• **EXERCISE MATERIALS**
* * * * *

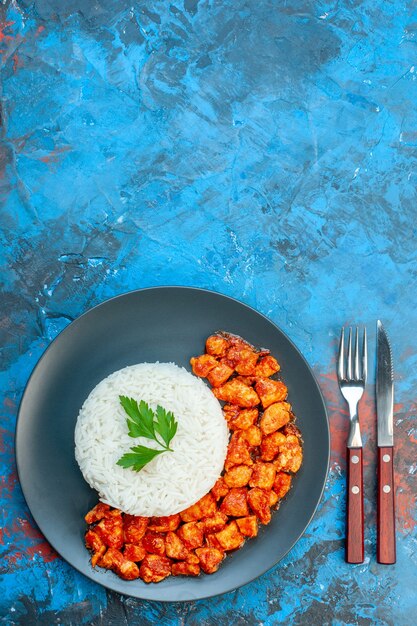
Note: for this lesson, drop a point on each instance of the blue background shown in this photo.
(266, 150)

* * * * *

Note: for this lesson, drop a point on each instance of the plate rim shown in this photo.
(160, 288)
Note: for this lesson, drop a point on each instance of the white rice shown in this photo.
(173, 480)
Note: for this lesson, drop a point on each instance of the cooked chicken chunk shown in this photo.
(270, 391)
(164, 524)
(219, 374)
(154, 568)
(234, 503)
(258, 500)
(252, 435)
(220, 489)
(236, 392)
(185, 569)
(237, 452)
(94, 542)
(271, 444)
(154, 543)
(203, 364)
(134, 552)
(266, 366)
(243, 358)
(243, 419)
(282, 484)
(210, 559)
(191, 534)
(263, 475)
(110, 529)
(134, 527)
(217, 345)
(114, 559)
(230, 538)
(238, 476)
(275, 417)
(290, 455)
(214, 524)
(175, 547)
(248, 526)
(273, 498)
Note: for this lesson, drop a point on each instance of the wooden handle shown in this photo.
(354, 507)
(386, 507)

* * * * *

• **WORK TO COMPLETE**
List each line in the items above that contains the string "photo". Matches are case-sensitive.

• **ANSWER FOR THIS EXERCISE**
Note: for this lesson, drop a point on each instance of the blue background shown in this photo.
Note: for this lesson, drop a point on each instance of the plate rim shown in this photo.
Note: for this lesson, drop a point on each instance of the white rice shown in this photo.
Note: for this lesson, drop a point on each instance of the cooked chicken chunk shown in this photo.
Note: for this lesson, drop a point on each instance of the wooden handle shown in this photo.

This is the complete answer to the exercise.